● PROBLEM TO WORK ON
Locate the line containing "Please pin the truck door", then please write out that line and all the lines below it in the entries exactly.

● EXCERPTED RECORDS
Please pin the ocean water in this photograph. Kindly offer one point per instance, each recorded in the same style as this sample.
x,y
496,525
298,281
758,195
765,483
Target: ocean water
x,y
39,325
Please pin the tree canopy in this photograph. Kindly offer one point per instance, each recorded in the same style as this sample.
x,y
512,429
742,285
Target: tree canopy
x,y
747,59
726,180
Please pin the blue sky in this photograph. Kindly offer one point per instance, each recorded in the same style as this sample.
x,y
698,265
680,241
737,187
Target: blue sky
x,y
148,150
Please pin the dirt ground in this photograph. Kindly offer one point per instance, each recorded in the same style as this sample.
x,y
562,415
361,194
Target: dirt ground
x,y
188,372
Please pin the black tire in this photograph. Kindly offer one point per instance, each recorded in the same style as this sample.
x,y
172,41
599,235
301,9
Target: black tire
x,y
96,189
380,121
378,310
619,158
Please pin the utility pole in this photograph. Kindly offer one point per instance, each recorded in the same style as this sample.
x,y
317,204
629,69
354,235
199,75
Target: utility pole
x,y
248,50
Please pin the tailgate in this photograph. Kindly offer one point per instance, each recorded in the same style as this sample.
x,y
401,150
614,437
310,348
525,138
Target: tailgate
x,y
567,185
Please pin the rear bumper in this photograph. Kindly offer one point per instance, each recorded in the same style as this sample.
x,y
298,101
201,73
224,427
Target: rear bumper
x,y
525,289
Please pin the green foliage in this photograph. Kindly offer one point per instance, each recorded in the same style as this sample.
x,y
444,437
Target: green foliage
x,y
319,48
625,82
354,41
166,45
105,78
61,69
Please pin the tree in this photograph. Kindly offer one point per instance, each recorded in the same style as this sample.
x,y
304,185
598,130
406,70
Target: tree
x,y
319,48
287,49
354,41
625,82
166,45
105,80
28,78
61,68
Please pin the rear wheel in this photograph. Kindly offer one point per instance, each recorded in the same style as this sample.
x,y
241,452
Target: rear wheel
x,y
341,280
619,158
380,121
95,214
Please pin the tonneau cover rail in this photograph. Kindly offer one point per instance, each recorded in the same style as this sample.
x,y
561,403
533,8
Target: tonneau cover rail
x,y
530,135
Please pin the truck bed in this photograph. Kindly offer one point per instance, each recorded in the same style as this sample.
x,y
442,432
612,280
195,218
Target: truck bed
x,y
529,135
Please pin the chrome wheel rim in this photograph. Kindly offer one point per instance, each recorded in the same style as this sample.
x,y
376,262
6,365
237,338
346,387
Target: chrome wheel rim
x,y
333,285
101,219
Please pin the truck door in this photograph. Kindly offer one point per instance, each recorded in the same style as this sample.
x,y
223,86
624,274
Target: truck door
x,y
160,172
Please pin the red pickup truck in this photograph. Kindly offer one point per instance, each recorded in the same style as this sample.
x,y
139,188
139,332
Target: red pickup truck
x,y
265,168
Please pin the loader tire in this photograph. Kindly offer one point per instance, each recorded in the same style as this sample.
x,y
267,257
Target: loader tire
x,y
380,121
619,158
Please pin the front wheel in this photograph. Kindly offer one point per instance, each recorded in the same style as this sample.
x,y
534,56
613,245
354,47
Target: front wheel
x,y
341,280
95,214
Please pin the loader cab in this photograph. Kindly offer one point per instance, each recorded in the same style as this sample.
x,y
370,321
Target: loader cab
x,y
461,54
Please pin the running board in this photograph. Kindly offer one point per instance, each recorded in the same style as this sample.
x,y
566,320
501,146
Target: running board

● RESPONSE TO THE TASK
Please pin the truck door in this photograph. Kindly offer one point per instance, each recorded in the same style as this sample.
x,y
223,86
624,274
Target: truck door
x,y
160,172
Please pin the red pickup truck in this photograph. Kindly offer one point per instance, each recorded in the same style as this sample.
x,y
139,188
139,332
Target: red pickup truck
x,y
265,168
Please pin the loader tire in this photograph. Kindly offer one point per instance, each recorded in the same style as this sample.
x,y
267,257
Target: loader tire
x,y
380,121
619,158
Please pin the front wheel in this photograph. Kindly offer one point per instance, each recorded in the same style as this sample.
x,y
534,56
613,245
354,47
Target: front wheel
x,y
341,280
95,214
Please pin the loader cab in this photograph. Kindly offer one point per instance, each recorded in the same style as this sample.
x,y
370,321
Target: loader cab
x,y
461,54
Please pin the running board in this photograph. Kindly offer one point per instance, each recorded in the same style as this sample.
x,y
566,320
501,146
Target: running board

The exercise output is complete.